Records provided
——————————

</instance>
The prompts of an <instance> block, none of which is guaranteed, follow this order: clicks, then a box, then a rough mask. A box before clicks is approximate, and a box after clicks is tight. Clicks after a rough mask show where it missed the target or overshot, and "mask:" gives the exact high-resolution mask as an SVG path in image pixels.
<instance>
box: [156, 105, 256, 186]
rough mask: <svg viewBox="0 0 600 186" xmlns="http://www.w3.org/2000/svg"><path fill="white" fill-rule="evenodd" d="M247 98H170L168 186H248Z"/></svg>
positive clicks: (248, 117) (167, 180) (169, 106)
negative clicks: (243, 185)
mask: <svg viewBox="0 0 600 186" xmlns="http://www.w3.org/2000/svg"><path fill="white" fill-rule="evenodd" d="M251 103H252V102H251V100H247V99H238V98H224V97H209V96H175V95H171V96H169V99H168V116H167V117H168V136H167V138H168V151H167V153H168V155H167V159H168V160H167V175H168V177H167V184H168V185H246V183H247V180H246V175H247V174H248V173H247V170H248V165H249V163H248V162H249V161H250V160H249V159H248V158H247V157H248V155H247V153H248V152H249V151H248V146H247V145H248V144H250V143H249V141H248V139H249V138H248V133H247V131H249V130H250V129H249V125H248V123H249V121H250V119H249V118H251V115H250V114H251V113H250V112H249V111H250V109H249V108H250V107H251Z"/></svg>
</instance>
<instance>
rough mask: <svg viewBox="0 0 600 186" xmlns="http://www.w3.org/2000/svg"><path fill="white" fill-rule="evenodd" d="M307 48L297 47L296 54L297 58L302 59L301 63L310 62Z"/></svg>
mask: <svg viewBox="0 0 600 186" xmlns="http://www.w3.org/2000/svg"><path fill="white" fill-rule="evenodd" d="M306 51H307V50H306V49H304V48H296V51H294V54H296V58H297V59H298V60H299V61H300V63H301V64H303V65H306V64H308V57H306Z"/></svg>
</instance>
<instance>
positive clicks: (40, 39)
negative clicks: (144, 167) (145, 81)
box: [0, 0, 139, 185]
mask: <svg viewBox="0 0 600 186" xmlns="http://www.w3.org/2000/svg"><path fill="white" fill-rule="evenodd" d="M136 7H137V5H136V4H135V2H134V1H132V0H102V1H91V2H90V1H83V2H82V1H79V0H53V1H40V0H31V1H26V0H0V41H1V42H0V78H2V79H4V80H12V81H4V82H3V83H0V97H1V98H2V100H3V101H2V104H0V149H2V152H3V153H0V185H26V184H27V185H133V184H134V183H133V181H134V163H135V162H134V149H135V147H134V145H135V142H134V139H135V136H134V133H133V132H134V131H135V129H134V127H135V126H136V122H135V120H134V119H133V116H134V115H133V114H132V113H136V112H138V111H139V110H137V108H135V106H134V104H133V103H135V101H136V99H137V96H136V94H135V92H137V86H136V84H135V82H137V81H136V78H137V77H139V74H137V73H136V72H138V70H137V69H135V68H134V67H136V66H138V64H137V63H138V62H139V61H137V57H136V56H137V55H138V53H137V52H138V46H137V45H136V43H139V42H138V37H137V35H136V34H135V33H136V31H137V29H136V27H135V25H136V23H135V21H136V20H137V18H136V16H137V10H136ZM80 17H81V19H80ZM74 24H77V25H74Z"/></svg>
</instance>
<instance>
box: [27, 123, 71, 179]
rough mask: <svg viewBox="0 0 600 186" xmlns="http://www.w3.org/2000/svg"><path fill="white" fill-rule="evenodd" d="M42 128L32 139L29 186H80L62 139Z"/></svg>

——————————

The task
Could you copy the listing above word for word?

Written response
</instance>
The prompts of an <instance> block, none of which is guaranteed, follow this order: clicks, then a box, then a rough mask. A box before clicks is approximate, and a box after clicks is tight. Clicks after a rough mask show where it missed the target or overshot, and "mask:" gives the exact high-resolution mask as an SVG path in image pixels.
<instance>
box: [156, 105, 256, 186]
rough mask: <svg viewBox="0 0 600 186" xmlns="http://www.w3.org/2000/svg"><path fill="white" fill-rule="evenodd" d="M247 98H170L168 186H248Z"/></svg>
positive clicks: (248, 117) (167, 180) (169, 106)
negative clicks: (243, 185)
mask: <svg viewBox="0 0 600 186" xmlns="http://www.w3.org/2000/svg"><path fill="white" fill-rule="evenodd" d="M251 103H252V102H251V100H247V99H238V98H224V97H209V96H175V95H171V96H169V99H168V116H167V117H168V136H167V138H168V151H167V153H168V155H167V159H168V160H167V175H168V177H167V184H168V185H246V183H247V180H246V175H247V174H248V173H247V170H248V165H249V163H248V162H249V161H250V160H249V159H248V158H247V157H248V155H247V153H248V152H249V151H248V146H247V145H248V144H250V143H249V141H248V139H249V138H248V133H247V131H249V130H250V129H249V125H248V123H249V121H250V119H249V118H251V115H250V114H251V113H250V112H249V111H250V109H249V108H250V107H251Z"/></svg>
</instance>
<instance>
rough mask: <svg viewBox="0 0 600 186" xmlns="http://www.w3.org/2000/svg"><path fill="white" fill-rule="evenodd" d="M307 48L297 47L296 54L297 58L302 59L301 63L310 62Z"/></svg>
mask: <svg viewBox="0 0 600 186" xmlns="http://www.w3.org/2000/svg"><path fill="white" fill-rule="evenodd" d="M306 51H307V50H306V49H304V48H296V51H294V54H296V58H297V59H298V60H299V61H300V63H301V64H303V65H306V64H308V57H306Z"/></svg>
</instance>
<instance>
positive clicks: (40, 39)
negative clicks: (144, 167) (145, 81)
box: [0, 0, 139, 185]
mask: <svg viewBox="0 0 600 186" xmlns="http://www.w3.org/2000/svg"><path fill="white" fill-rule="evenodd" d="M136 7H137V5H136V4H135V2H134V1H132V0H102V1H91V2H90V1H83V2H82V1H79V0H53V1H40V0H31V1H26V0H0V41H1V42H0V78H2V79H4V80H12V81H4V82H3V83H0V97H1V98H2V100H3V101H2V104H0V149H2V152H3V153H0V185H26V184H27V185H133V184H134V183H133V181H134V163H135V162H134V149H135V147H134V145H135V142H134V139H135V136H134V133H133V132H134V131H135V129H134V127H135V126H136V122H135V120H134V119H133V116H134V115H133V114H132V113H136V112H138V111H139V110H137V108H135V106H134V104H133V103H135V101H136V99H137V96H136V94H135V92H137V86H136V84H135V82H137V81H136V78H137V77H139V74H137V73H136V72H138V70H137V69H135V68H134V67H136V66H138V64H137V63H138V62H139V61H137V57H136V56H137V55H138V53H137V52H138V46H137V45H136V43H139V42H138V37H137V35H136V34H135V33H136V31H137V29H136V27H135V25H136V23H135V21H136V20H137V18H136V16H137V10H136ZM80 17H81V19H80ZM74 24H77V25H74Z"/></svg>
</instance>
<instance>
box: [27, 123, 71, 179]
rough mask: <svg viewBox="0 0 600 186" xmlns="http://www.w3.org/2000/svg"><path fill="white" fill-rule="evenodd" d="M42 128L32 139L29 186H80L62 139Z"/></svg>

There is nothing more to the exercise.